ZIEL DER ÜBUNG >> Schreibe aus dem Urteilstext wortgetreu ab: Beginne bei den Worten "Ein Kinofilm kann" und höre nach "Revision wird zugelassen." auf.

Gericht OVG Berlin-Brandenburg 6. Senat Entscheidungsdatum 05.06.2013
Aktenzeichen OVG 6 B 13.12 ECLI
Dokumententyp Urteil Verfahrensgang -
Normen § 30 Abs 1 Nr 4 FFG 2004, § 30 Abs 6 FFG 2004, § 73 Abs 1 S 1 FFG 2010, § 48 VwVfG, § 49 VwVfG

Leitsatz

Ein Kinofilm kann durch Ausstrahlung einer Fernsehproduktion grundsätzlich nur dann ausgewertet werden, wenn der Kinofilm bei der Herstellung der anderen Produktion bereits existierte.

Tenor

Die Berufung der Beklagten gegen das Urteil des Verwaltungsgerichts Berlin vom 22. November 2011 wird zurückgewiesen.

Die Beklagte trägt die Kosten des Berufungsverfahrens.

Das Urteil ist wegen der Kosten vorläufig vollstreckbar. Die Beklagte kann die Vollstreckung durch Sicherheitsleistung in Höhe des Vollstreckungsbetrages abwenden, wenn nicht die Klägerin vor der Vollstreckung Sicherheit in gleicher Höhe leistet.

Die Revision wird zugelassen.

Einträge aus einem Zeige-Datensatz:
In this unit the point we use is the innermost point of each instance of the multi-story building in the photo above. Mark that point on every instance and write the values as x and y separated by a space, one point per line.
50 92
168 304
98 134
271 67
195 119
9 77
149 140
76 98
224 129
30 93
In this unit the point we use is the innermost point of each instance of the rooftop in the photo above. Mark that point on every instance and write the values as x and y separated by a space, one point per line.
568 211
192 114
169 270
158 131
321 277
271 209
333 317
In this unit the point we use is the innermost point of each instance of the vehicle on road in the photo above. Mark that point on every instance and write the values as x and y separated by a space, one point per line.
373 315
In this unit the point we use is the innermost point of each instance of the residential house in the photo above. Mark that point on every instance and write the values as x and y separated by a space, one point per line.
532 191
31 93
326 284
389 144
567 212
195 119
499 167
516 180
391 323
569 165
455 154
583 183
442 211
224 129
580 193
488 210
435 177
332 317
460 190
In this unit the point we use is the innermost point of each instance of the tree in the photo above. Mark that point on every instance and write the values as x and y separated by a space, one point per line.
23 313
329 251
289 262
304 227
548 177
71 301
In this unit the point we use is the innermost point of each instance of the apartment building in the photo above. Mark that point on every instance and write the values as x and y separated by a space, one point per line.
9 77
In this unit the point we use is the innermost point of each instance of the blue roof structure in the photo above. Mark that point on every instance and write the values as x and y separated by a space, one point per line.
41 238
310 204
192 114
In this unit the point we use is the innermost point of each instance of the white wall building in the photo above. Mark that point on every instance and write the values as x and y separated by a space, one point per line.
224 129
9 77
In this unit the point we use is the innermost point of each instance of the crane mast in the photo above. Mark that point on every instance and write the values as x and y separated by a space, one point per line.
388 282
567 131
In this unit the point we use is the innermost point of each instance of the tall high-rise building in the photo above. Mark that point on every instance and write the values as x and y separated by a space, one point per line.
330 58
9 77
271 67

ENDGÜLTIGE ANTWORT >>
Ein Kinofilm kann durch Ausstrahlung einer Fernsehproduktion grundsätzlich nur dann ausgewertet werden, wenn der Kinofilm bei der Herstellung der anderen Produktion bereits existierte.

Tenor

Die Berufung der Beklagten gegen das Urteil des Verwaltungsgerichts Berlin vom 22. November 2011 wird zurückgewiesen.

Die Beklagte trägt die Kosten des Berufungsverfahrens.

Das Urteil ist wegen der Kosten vorläufig vollstreckbar. Die Beklagte kann die Vollstreckung durch Sicherheitsleistung in Höhe des Vollstreckungsbetrages abwenden, wenn nicht die Klägerin vor der Vollstreckung Sicherheit in gleicher Höhe leistet.

Die Revision wird zugelassen.